EXERCISE TEXT —

A “granny pod” refers to a prefabricated housing structure, also known as an accessory dwelling unit (ADU). It can be trucked in and temporarily placed in the back yard of your home. It provides housing, monitoring and care for an older adult family member or someone who’s disabled. Some also use the term granny pod more generally to refer to a home addition that is added to provide housing for a grandparent or older adult relative.
A Small, Supportive Cottage
Manufacturers of granny pods offer different size models that look like small cottages. There may be an option to buy or lease the structure and sell or return it at a reduced cost. Utilities typically hook up to the family home. You can even landscape around your granny pod with bushes and flowers to make it look even more residential.
Cottages are often three to four-room apartments with one or two bedrooms that can accommodate a caregiver. There is usually a small kitchen, washer/dryer, bathroom, bedroom and sitting area. Some models offer a home-like environment but are equipped like a hospital room. They may offer remote monitoring, alert and intercom systems and other medical supports and equipment. Certain features may be standard and others come as upgrades according to your needs
With safety in mind, manufacturers usually design in safety rails, grab bars, pull cords, and hallways and doorways that are wheelchair accessible.
Is a granny pod right for your family? If you have an elderly parent or relative who needs some level of care, a “granny pod” is an option that may be perfect for your family. A granny pod allows your family member to live steps away in a private residence where you can easily visit and provide care.
According to the 2016 Genworth Cost of Care Survey, the national average monthly cost for assisted living is $3,628. Skilled care is $7,698 a month for a private room, but meals and care are also included in those amounts. So a granny pod may be more cost-effective over time for housing. But if you need the help of an outside caregiver, you will need to figure in that amount, along with food and increased utility bills. A granny pod may still be less expensive, and an environment that you prefer, but you have to do the numbers.
Check with your local zoning department. Some communities may have restrictions about second residences on single family lots while others specifically permit “temporary family health-care structures.” Find out if you can keep your granny pod and re-purpose it later as an office, art studio, rental or guest cottage.

EXERCISE 1 — Return everything in the granny pod article from "Cottages are often" down to "are wheelchair accessible.".
EXERCISE 2 — In the granny pod article, what national average monthly cost for assisted living does the 2016 Genworth Cost of Care Survey report?
EXERCISE 3 — For each statement, say whether it agrees with the granny pod article: (a) Utilities for a granny pod typically hook up to the family home. (b) Skilled care costs $3,628 a month for a private room. (c) Granny pod cottages usually have three bedrooms. Answer yes or no and quote the deciding words.
The records that come after the granny pod article are separate material and are not connected to it.

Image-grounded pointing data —
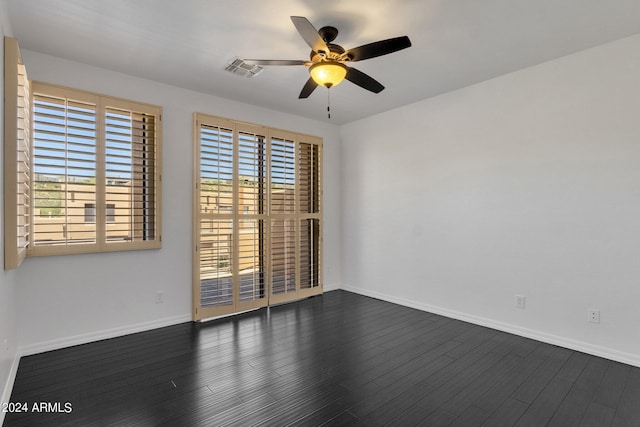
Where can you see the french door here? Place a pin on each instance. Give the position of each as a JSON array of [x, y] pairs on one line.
[[257, 216]]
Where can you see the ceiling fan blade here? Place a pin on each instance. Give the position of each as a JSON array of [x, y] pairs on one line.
[[382, 47], [309, 34], [363, 80], [308, 88], [275, 62]]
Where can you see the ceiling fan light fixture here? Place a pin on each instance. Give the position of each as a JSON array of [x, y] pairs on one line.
[[328, 73]]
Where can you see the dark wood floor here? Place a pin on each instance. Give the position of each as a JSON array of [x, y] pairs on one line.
[[337, 359]]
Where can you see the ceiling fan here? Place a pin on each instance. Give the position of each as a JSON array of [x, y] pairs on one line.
[[327, 60]]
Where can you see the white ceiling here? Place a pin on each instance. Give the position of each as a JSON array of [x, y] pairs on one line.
[[187, 43]]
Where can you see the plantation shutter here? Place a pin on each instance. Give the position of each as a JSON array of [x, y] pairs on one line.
[[17, 156], [64, 183], [96, 173], [257, 220], [216, 220], [130, 168]]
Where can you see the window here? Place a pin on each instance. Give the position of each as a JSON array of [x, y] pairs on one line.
[[17, 162], [90, 212], [88, 170], [96, 164], [258, 216]]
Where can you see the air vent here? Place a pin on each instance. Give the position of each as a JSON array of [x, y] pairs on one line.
[[241, 68]]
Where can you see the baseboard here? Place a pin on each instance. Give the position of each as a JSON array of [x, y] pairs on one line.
[[8, 387], [101, 335], [584, 347]]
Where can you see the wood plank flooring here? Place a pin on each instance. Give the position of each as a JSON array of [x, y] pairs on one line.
[[338, 359]]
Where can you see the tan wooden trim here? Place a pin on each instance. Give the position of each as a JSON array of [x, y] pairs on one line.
[[101, 104]]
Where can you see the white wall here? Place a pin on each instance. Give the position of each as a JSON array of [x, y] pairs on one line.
[[8, 282], [70, 299], [526, 184]]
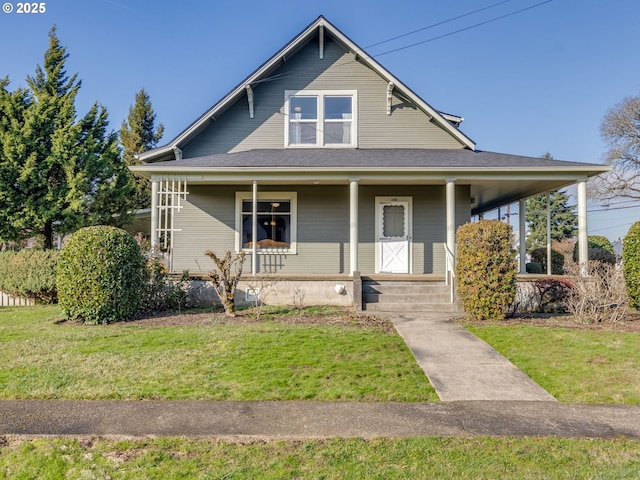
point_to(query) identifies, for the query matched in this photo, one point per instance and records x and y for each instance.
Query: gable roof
(445, 121)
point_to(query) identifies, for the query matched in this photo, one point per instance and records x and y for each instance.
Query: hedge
(486, 269)
(29, 274)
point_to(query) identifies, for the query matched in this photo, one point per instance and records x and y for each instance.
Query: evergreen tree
(138, 133)
(564, 221)
(57, 173)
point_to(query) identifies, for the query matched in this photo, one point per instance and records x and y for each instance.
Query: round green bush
(100, 275)
(631, 262)
(533, 267)
(539, 256)
(486, 269)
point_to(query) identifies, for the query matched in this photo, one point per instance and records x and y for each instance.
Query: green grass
(411, 458)
(573, 365)
(262, 361)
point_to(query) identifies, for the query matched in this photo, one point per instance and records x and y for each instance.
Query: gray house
(325, 168)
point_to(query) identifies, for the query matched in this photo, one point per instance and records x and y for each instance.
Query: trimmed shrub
(631, 262)
(100, 276)
(29, 274)
(539, 256)
(486, 269)
(533, 267)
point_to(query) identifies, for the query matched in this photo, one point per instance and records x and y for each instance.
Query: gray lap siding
(208, 222)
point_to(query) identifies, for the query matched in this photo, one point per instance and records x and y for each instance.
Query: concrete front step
(395, 288)
(407, 296)
(412, 307)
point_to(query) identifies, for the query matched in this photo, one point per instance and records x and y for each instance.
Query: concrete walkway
(459, 365)
(302, 419)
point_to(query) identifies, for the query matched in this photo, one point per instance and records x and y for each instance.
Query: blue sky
(536, 81)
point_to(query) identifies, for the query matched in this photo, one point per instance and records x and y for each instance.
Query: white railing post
(450, 273)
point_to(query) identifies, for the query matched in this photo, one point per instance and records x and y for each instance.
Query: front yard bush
(100, 276)
(29, 274)
(486, 269)
(631, 263)
(599, 249)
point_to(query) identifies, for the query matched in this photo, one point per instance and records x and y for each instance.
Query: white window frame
(292, 198)
(320, 94)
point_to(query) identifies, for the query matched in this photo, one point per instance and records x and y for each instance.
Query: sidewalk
(459, 365)
(300, 419)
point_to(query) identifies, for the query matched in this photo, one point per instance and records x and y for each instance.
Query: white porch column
(155, 239)
(254, 229)
(451, 214)
(583, 239)
(353, 225)
(522, 208)
(548, 233)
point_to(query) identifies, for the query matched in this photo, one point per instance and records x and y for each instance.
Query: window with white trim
(320, 118)
(276, 229)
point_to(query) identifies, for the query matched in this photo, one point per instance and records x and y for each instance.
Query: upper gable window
(320, 118)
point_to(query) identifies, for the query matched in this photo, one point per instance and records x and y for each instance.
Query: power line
(614, 208)
(462, 29)
(436, 24)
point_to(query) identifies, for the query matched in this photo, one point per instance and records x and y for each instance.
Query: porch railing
(450, 273)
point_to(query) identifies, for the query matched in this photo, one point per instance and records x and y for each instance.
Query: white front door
(393, 234)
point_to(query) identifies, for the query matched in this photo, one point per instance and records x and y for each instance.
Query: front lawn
(574, 363)
(212, 358)
(338, 458)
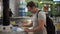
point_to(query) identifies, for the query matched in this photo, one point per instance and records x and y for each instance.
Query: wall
(14, 6)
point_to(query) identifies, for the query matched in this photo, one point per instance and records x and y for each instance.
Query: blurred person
(10, 12)
(38, 22)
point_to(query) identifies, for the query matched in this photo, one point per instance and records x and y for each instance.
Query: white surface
(7, 28)
(20, 29)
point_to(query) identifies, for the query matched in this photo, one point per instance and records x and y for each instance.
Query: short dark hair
(31, 4)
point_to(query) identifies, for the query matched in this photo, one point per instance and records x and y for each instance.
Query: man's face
(30, 9)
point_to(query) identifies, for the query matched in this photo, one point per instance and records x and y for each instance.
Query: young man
(38, 22)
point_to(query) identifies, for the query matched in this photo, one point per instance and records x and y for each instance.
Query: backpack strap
(38, 13)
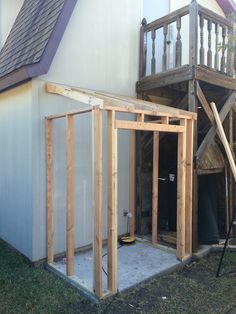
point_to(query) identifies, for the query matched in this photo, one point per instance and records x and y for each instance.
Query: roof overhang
(28, 72)
(227, 6)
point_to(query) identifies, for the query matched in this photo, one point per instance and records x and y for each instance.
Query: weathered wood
(50, 189)
(112, 202)
(216, 59)
(205, 104)
(224, 139)
(70, 196)
(209, 52)
(97, 202)
(164, 57)
(181, 193)
(155, 187)
(193, 34)
(145, 126)
(211, 15)
(143, 50)
(153, 62)
(215, 78)
(202, 51)
(178, 61)
(132, 155)
(170, 18)
(189, 187)
(222, 64)
(212, 132)
(167, 78)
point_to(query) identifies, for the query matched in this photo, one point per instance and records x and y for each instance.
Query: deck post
(112, 202)
(132, 182)
(70, 196)
(181, 193)
(155, 187)
(189, 186)
(97, 202)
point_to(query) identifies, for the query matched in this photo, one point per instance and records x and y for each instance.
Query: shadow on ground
(24, 289)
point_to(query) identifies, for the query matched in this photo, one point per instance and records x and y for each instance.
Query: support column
(97, 202)
(189, 187)
(132, 182)
(112, 202)
(70, 196)
(49, 176)
(155, 187)
(192, 106)
(181, 193)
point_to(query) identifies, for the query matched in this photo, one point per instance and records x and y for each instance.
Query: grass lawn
(24, 289)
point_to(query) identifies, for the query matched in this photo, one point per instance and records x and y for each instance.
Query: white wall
(209, 4)
(16, 168)
(9, 10)
(49, 104)
(100, 48)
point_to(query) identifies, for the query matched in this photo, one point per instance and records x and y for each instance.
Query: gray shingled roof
(30, 34)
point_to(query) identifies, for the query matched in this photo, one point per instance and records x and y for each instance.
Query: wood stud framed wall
(167, 120)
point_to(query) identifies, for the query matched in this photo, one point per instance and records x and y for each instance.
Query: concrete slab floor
(136, 263)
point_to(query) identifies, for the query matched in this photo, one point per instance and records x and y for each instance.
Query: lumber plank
(189, 187)
(70, 196)
(97, 202)
(49, 178)
(112, 202)
(181, 193)
(205, 104)
(132, 182)
(212, 132)
(145, 126)
(75, 95)
(155, 187)
(224, 140)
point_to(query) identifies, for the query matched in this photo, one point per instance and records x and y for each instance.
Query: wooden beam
(50, 203)
(189, 187)
(132, 158)
(72, 94)
(224, 140)
(212, 132)
(112, 202)
(70, 196)
(155, 187)
(71, 113)
(205, 104)
(97, 202)
(181, 193)
(146, 126)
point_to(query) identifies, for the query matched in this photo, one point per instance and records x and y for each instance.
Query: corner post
(97, 201)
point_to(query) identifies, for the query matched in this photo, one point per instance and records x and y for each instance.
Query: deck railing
(191, 35)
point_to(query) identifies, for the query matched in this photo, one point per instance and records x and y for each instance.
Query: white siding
(100, 48)
(9, 10)
(49, 104)
(16, 168)
(209, 4)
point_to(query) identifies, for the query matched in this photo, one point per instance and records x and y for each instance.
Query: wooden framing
(167, 120)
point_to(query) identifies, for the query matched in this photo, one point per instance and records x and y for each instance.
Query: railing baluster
(202, 51)
(143, 50)
(164, 57)
(209, 52)
(217, 46)
(222, 67)
(178, 60)
(153, 65)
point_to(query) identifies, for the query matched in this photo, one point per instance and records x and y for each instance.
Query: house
(96, 46)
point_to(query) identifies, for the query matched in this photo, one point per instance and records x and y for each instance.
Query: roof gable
(33, 40)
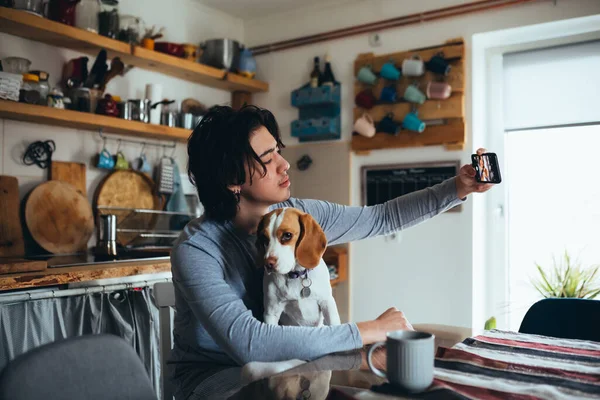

ANSWER SPACE 1 —
Cottages are often three to four-room apartments with one or two bedrooms that can accommodate a caregiver. There is usually a small kitchen, washer/dryer, bathroom, bedroom and sitting area. Some models offer a home-like environment but are equipped like a hospital room. They may offer remote monitoring, alert and intercom systems and other medical supports and equipment. Certain features may be standard and others come as upgrades according to your needs
With safety in mind, manufacturers usually design in safety rails, grab bars, pull cords, and hallways and doorways that are wheelchair accessible.

ANSWER SPACE 2 — $3,628

ANSWER SPACE 3 —
(a) Yes: "Utilities typically hook up to the family home."
(b) No: "Skilled care is $7,698 a month for a private room"
(c) No: "Cottages are often three to four-room apartments with one or two bedrooms that can accommodate a caregiver."